What to do :: Copy out, exactly as given, every line from the line with "If you could point at the black" to the end of the listing, both of those lines included.

Record list ::
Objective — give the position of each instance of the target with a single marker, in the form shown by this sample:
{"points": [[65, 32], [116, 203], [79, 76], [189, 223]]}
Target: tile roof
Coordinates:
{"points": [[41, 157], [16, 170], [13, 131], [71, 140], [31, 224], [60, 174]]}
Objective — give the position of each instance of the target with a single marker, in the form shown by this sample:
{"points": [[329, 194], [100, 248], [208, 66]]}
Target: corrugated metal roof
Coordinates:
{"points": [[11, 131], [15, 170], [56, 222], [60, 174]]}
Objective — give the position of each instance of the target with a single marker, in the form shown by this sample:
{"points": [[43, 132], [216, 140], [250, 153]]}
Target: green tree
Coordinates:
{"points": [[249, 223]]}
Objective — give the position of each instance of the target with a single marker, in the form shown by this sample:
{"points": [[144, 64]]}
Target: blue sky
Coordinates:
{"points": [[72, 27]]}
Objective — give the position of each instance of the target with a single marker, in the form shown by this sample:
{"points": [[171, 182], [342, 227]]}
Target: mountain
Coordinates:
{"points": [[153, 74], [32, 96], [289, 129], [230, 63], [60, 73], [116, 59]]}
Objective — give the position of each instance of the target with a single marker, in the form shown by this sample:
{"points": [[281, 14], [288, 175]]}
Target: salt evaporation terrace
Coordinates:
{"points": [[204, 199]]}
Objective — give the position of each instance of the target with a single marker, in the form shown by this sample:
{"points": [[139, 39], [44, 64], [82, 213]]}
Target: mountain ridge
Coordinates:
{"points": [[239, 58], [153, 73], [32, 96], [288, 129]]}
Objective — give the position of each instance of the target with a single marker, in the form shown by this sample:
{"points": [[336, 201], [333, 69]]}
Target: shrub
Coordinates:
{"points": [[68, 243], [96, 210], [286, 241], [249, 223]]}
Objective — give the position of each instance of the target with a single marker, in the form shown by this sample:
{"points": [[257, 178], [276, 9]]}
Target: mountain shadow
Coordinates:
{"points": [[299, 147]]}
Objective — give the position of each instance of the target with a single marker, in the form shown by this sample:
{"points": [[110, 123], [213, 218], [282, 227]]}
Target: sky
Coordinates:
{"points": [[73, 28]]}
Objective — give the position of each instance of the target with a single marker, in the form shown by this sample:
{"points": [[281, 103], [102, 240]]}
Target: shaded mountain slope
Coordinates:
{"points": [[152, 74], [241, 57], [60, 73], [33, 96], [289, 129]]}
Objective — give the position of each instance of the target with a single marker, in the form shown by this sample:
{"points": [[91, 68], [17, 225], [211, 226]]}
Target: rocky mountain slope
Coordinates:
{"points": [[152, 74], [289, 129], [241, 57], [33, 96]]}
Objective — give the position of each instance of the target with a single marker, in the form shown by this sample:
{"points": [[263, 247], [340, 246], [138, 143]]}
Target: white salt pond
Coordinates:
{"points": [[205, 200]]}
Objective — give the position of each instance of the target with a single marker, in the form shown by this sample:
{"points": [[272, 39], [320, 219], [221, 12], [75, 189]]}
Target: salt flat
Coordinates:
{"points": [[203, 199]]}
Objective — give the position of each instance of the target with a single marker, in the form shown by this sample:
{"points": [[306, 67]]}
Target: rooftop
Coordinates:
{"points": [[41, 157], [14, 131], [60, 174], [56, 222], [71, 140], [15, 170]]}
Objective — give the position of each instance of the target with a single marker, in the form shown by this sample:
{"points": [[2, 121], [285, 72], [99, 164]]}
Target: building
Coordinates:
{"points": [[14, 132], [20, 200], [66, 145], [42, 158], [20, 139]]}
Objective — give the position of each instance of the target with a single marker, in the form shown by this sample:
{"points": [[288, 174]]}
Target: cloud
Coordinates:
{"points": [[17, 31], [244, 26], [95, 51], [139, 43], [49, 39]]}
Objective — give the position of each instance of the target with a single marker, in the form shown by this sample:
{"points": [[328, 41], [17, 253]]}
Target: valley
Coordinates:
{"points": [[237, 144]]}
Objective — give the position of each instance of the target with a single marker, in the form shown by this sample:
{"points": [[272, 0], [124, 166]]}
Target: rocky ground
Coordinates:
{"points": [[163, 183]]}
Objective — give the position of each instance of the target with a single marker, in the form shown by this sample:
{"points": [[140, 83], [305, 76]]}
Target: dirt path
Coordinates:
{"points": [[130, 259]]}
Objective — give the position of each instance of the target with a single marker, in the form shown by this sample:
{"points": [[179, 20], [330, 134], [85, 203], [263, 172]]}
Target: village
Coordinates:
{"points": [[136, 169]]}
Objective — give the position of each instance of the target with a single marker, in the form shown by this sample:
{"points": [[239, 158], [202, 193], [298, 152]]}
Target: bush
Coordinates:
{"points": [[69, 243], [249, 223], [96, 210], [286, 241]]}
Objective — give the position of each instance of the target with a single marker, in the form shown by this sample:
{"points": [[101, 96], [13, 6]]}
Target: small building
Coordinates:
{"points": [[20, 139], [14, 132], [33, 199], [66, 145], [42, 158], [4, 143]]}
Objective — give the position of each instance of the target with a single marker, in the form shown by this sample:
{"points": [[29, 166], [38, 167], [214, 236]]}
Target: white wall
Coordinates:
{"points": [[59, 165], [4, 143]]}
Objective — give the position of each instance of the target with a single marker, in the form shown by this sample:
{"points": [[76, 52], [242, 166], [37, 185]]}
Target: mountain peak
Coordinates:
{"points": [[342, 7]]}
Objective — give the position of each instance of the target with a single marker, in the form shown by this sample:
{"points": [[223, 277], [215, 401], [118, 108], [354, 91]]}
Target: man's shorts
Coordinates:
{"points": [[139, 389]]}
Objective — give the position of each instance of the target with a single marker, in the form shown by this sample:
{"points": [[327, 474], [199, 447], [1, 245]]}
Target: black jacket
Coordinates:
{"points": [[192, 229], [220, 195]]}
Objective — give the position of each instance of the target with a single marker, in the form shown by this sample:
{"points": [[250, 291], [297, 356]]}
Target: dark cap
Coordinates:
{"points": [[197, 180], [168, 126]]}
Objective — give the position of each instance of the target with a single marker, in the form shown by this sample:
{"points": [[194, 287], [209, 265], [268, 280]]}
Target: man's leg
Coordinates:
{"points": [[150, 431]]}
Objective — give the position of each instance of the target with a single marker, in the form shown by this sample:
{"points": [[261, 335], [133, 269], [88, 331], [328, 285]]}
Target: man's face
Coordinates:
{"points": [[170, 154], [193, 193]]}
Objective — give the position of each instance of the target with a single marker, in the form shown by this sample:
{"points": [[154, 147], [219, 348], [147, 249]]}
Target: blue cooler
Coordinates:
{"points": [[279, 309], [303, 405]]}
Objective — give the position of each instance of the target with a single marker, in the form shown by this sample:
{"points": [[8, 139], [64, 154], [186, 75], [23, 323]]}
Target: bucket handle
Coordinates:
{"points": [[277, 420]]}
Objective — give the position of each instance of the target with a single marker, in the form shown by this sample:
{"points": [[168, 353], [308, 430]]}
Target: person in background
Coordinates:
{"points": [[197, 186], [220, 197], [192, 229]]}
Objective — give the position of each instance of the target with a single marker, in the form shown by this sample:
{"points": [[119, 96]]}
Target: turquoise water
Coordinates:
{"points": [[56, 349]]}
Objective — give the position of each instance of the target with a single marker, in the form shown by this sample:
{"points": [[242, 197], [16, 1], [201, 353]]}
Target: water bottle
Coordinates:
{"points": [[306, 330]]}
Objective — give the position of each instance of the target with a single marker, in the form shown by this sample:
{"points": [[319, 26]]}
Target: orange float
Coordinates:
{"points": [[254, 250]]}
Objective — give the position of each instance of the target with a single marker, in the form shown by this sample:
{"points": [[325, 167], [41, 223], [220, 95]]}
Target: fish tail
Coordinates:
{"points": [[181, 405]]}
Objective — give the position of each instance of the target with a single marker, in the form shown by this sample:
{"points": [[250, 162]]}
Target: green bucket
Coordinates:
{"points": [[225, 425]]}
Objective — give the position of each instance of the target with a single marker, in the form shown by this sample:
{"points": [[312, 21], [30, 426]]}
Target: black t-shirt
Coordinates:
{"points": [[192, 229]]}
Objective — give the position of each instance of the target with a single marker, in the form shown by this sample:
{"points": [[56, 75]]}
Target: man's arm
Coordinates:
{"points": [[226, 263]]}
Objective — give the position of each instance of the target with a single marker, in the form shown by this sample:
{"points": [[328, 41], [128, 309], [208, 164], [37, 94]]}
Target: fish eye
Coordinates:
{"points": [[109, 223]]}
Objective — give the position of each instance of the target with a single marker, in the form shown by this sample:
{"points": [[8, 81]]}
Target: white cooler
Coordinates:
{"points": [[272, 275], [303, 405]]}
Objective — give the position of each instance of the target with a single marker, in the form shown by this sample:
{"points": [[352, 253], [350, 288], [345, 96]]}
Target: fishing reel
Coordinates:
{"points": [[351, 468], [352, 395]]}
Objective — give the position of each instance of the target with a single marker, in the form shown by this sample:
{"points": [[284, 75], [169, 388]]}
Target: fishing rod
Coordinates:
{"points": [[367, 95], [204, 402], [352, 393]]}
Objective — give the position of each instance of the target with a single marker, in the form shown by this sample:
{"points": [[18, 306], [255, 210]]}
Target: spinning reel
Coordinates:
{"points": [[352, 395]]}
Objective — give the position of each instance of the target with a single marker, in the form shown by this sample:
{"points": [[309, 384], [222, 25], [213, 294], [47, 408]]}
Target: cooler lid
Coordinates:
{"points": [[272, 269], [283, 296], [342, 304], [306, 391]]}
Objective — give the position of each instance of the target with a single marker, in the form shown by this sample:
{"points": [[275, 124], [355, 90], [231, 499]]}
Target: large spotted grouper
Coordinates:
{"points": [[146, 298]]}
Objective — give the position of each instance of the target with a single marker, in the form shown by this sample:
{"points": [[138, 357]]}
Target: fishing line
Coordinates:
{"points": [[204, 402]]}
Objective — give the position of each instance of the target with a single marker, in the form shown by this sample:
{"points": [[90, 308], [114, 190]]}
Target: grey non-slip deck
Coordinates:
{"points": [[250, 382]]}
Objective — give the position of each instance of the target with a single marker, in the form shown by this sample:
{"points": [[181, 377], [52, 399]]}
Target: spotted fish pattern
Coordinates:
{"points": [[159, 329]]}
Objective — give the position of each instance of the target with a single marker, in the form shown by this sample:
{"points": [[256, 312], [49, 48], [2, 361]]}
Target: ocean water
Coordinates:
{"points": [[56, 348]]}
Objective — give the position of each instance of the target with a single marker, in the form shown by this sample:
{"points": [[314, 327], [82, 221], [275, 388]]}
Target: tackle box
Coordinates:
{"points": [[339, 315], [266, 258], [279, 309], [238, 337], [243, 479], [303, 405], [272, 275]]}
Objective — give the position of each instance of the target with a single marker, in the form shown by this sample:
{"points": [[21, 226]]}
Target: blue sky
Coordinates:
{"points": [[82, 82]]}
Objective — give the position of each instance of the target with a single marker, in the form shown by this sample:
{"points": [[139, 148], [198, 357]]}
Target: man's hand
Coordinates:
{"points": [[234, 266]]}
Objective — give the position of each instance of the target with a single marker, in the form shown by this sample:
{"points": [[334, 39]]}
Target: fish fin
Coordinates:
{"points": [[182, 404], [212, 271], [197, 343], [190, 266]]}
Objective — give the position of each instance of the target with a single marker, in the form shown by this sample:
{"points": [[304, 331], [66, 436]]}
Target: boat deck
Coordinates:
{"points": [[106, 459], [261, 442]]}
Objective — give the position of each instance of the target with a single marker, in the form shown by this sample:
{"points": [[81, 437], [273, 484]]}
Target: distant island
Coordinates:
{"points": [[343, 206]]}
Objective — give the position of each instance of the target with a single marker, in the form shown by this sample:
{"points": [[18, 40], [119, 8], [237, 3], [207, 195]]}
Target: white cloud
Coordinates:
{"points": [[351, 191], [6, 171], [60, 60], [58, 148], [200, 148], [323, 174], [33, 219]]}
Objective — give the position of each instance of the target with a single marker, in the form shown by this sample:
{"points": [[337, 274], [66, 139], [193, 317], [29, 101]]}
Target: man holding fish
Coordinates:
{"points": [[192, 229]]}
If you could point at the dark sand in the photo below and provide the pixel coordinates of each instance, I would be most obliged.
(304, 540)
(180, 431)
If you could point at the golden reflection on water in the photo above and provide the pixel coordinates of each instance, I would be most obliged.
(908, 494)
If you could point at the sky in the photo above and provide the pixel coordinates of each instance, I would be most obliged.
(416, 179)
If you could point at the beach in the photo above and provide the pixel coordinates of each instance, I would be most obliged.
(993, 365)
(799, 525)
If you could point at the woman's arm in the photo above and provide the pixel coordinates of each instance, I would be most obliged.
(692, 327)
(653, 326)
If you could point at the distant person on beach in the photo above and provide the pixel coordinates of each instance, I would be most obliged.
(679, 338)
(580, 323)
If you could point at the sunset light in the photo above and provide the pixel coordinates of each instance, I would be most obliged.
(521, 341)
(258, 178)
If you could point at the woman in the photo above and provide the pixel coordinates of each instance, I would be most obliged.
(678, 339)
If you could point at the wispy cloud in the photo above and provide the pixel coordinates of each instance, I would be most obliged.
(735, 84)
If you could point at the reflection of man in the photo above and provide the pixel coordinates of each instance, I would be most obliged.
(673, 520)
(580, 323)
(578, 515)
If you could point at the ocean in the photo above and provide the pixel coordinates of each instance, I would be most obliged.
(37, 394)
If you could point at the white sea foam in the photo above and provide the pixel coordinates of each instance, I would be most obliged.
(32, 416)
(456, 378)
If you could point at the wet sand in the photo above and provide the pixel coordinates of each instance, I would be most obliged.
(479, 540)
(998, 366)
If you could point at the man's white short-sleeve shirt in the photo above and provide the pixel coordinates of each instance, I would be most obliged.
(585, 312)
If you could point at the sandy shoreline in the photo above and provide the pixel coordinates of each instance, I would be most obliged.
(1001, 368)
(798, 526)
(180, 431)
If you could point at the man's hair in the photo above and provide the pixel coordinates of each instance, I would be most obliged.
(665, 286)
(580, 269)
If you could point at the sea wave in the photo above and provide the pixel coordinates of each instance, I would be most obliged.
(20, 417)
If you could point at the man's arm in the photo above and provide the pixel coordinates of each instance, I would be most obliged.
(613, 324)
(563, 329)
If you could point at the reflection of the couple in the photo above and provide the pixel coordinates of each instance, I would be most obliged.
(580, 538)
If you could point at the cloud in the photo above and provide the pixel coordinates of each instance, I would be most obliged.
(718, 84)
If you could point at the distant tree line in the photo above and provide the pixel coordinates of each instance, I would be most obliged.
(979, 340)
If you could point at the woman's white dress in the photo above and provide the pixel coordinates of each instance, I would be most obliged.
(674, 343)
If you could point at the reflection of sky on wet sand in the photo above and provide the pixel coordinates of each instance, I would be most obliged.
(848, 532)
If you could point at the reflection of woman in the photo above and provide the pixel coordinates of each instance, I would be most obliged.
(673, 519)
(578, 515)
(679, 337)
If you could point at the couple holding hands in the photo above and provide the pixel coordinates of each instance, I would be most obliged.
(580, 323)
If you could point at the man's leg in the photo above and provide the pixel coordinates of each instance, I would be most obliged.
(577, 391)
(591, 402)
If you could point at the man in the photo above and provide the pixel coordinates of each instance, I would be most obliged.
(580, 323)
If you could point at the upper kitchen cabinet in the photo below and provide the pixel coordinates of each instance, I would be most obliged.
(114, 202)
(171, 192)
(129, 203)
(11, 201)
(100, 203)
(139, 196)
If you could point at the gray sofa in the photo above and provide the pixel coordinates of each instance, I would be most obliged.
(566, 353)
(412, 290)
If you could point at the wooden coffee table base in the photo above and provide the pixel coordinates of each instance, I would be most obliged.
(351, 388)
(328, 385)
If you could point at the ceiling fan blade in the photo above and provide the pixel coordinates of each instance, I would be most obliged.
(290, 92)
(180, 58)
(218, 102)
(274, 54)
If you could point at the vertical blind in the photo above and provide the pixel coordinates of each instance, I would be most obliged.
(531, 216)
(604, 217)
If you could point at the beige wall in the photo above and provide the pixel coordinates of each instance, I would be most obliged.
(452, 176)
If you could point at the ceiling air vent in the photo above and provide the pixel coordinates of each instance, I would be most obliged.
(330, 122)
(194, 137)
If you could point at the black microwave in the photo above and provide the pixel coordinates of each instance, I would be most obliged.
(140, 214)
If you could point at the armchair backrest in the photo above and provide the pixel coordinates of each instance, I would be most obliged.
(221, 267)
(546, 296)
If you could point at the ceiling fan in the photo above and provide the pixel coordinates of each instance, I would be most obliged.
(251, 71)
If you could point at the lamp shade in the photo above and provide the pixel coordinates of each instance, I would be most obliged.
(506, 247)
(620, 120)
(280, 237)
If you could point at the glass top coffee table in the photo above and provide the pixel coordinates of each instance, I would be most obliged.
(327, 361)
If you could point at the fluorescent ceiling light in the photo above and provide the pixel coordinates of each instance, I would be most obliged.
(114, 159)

Solution to this problem ::
If you could point at the black microwave in the photo above and provide the pixel coordinates of each instance, I would be most obliged.
(140, 214)
If you could point at the armchair backrest in the photo above and provide the pixel coordinates of each instance, I would be most obliged.
(221, 267)
(546, 296)
If you could point at the ceiling fan in the photo above and provide the pixel coordinates of each instance, I would be most obliged.
(251, 71)
If you could point at the lamp shade in the photo above and provide the pixel coordinates of each instance, I would be most obliged.
(506, 247)
(620, 120)
(280, 237)
If you could point at the glass top coffee table in the photo above and provide the pixel coordinates of each instance, I would be most obliged.
(327, 361)
If you could point at the fluorescent ceiling light in the photo above and provide the pixel coordinates of each instance, I would be most obliged.
(114, 159)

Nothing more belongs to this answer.